-- start of Given passage --

Making digital insurance feel personal
Bringing the warmth and clarity of in-branch conversations into BMO’s first digital Creditor Insurance experience.

Bringing Personalized Insurance Conversations to Digital
BMO became the first Canadian bank to launch a fully digital pre-approved Creditor Insurance journey in 2020 — and remains one of the few offering this experience end-to-end online.
Goal
To make digital insurance feel as personal and trustworthy as an in-branch conversation.
Problem Definition — The Enrollment Gap

Even with multiple entry points, adoption among mortgage customers remained low.
• Branch enrollments: ~5 % (post-mortgage conversations)
• Digital enrollments: < 3 %, despite 10 + entry points
• Key issue: Users lacked context, clarity, and reassurance
How we measured it:
Branch data came from CRM enrollment metrics; digital completion rates were tracked via Adobe Analytics.

-- end of Given passage --
-- start of Data supplied --

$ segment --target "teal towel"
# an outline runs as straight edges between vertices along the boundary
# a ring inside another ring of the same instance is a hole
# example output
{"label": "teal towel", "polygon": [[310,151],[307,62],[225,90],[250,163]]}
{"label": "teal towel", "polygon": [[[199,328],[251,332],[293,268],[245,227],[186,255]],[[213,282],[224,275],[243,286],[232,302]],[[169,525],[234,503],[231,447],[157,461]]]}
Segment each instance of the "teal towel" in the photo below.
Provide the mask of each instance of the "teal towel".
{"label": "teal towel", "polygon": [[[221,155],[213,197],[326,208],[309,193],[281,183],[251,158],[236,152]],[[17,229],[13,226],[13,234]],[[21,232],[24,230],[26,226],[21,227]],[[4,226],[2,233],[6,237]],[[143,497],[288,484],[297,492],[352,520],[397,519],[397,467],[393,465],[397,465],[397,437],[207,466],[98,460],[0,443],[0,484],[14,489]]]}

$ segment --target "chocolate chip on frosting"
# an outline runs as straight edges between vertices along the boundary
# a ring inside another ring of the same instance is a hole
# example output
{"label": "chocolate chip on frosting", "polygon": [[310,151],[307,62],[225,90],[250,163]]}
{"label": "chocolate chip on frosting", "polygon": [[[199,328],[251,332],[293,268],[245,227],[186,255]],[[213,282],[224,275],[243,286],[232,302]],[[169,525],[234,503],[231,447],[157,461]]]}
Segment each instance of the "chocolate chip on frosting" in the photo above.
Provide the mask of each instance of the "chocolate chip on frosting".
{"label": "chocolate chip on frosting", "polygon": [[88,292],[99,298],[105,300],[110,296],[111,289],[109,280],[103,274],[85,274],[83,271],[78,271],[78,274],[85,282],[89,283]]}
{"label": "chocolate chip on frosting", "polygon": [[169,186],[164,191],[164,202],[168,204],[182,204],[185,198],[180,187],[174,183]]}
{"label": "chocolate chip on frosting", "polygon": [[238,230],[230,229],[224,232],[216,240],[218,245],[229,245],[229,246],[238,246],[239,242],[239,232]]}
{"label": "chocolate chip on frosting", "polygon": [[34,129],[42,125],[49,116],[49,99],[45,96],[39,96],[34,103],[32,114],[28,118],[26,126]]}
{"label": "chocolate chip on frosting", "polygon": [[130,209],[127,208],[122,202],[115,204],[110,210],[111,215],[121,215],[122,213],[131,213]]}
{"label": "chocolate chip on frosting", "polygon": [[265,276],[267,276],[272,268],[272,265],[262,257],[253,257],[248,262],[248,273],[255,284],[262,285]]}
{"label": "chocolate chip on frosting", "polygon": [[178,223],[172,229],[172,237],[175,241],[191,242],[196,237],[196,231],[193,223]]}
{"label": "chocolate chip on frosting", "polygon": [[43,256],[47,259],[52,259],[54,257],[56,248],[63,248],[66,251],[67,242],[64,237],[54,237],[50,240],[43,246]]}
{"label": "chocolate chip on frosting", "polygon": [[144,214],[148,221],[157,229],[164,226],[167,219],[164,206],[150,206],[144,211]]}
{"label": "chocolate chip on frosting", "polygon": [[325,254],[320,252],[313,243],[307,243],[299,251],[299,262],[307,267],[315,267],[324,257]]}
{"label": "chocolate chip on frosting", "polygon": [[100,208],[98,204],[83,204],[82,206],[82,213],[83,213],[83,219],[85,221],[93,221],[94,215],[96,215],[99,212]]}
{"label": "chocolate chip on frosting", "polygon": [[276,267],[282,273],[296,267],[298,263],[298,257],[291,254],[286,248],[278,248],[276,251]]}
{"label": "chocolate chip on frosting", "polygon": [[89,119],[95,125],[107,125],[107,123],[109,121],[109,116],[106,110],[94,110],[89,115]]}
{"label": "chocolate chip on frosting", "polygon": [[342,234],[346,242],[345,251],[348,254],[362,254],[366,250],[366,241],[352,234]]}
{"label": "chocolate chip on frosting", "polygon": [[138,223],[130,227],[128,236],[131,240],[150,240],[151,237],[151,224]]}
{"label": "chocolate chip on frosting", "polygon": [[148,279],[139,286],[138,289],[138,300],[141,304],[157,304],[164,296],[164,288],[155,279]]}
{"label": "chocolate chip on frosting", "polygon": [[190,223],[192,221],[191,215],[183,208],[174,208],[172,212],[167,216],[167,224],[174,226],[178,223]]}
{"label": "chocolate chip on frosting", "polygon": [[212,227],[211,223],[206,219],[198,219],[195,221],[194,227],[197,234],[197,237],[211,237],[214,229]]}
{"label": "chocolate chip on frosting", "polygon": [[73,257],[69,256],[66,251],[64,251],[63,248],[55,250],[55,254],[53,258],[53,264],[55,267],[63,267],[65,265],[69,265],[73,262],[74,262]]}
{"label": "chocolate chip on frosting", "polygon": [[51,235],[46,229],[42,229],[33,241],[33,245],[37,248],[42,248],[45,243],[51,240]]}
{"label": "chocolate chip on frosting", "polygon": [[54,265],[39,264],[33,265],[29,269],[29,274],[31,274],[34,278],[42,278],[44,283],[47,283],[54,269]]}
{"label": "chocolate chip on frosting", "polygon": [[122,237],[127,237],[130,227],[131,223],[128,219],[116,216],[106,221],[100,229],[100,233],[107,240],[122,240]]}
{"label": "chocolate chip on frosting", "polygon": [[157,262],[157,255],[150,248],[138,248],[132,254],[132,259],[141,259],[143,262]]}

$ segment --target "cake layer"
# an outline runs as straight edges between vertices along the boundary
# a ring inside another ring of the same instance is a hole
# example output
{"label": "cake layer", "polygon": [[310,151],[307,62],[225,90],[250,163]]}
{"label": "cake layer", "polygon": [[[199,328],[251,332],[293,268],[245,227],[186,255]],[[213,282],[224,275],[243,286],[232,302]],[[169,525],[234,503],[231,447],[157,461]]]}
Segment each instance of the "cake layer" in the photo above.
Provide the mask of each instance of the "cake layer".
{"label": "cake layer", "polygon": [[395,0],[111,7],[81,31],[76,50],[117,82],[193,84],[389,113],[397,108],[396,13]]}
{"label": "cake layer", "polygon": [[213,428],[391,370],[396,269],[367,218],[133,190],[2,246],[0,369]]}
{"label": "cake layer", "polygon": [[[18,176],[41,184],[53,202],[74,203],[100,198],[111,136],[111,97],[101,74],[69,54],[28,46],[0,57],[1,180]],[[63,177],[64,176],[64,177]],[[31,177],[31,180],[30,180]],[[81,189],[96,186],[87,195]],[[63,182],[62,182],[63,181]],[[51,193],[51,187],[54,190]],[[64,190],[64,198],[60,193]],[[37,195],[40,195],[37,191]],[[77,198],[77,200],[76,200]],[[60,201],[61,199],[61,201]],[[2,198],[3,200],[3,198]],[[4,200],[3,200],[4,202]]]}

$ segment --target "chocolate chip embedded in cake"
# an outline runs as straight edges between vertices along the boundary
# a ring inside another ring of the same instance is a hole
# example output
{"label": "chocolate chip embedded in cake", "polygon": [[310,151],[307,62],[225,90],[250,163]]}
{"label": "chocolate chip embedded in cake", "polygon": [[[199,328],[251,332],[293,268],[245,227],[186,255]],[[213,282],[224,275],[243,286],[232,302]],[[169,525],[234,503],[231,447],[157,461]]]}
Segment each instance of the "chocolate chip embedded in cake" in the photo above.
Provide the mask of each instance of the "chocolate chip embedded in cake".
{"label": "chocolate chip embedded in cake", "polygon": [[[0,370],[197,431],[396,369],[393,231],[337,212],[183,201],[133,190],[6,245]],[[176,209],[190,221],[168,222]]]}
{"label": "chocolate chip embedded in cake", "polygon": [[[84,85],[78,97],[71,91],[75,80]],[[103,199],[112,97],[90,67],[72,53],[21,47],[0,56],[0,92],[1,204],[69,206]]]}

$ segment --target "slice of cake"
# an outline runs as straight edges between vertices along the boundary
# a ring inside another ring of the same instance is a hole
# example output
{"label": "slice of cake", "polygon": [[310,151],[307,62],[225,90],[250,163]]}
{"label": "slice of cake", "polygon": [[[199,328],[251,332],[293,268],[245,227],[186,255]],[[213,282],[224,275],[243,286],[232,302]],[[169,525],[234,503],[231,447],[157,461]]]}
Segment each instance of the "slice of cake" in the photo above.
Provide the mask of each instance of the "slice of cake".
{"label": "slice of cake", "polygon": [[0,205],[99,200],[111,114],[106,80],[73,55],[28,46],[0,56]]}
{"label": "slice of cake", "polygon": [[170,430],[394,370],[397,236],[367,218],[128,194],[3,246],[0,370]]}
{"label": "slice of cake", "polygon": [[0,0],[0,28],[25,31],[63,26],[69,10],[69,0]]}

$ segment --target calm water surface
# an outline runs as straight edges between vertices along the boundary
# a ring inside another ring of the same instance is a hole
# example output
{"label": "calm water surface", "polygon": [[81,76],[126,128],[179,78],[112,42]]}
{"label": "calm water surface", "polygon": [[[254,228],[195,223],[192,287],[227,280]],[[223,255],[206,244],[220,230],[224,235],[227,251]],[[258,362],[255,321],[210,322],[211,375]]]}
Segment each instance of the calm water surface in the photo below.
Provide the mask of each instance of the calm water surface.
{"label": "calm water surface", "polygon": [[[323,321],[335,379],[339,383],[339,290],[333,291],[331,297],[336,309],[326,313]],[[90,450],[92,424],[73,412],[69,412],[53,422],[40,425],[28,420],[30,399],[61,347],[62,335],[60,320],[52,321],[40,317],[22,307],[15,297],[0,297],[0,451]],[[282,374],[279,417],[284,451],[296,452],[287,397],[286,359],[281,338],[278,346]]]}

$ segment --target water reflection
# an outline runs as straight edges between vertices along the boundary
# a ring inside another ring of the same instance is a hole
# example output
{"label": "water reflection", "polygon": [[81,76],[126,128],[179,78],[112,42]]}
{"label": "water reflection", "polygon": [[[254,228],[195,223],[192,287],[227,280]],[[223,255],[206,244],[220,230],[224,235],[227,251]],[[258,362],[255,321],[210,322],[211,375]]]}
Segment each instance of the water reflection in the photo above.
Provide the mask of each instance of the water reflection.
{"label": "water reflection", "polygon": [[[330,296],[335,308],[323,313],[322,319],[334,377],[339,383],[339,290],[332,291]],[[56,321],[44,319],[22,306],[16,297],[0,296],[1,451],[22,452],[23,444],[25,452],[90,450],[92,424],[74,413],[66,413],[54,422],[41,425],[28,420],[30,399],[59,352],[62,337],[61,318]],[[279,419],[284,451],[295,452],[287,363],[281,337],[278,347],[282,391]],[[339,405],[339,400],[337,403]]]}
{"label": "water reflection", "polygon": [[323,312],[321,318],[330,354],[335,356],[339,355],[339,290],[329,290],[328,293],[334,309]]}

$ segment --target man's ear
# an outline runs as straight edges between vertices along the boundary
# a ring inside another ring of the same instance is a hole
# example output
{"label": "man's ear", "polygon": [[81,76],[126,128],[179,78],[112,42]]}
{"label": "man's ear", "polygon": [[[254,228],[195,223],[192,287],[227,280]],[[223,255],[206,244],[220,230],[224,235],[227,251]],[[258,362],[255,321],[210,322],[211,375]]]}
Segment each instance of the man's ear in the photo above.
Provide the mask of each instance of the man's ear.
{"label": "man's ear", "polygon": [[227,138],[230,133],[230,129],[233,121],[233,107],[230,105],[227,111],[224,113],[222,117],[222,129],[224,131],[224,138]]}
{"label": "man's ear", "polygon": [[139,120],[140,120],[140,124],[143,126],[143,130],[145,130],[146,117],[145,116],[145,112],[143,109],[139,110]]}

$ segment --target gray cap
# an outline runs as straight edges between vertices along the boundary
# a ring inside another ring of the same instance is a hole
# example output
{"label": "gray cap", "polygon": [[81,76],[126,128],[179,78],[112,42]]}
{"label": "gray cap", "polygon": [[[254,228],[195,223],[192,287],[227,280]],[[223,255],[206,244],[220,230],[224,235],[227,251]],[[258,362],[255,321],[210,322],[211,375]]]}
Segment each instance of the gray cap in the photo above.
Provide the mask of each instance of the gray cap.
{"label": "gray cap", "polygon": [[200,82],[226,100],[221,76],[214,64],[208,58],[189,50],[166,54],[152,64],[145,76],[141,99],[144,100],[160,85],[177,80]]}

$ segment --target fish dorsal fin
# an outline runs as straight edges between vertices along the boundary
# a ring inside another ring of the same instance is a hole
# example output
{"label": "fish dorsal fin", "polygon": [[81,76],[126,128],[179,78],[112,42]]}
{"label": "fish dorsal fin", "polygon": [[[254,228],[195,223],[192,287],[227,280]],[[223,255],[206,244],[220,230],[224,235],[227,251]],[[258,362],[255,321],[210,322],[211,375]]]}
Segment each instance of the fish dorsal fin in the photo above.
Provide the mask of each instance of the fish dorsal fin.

-- end of Data supplied --

| Task instructions |
A: Repeat the insurance case study between "Bringing Personalized Insurance" and "an in-branch conversation.", inclusive, switching "trustworthy" to "reliable".
B: List everything the insurance case study says users lacked.

| In response |
A:
Bringing Personalized Insurance Conversations to Digital
BMO became the first Canadian bank to launch a fully digital pre-approved Creditor Insurance journey in 2020 — and remains one of the few offering this experience end-to-end online.
Goal
To make digital insurance feel as personal and reliable as an in-branch conversation.

B: context, clarity, reassurance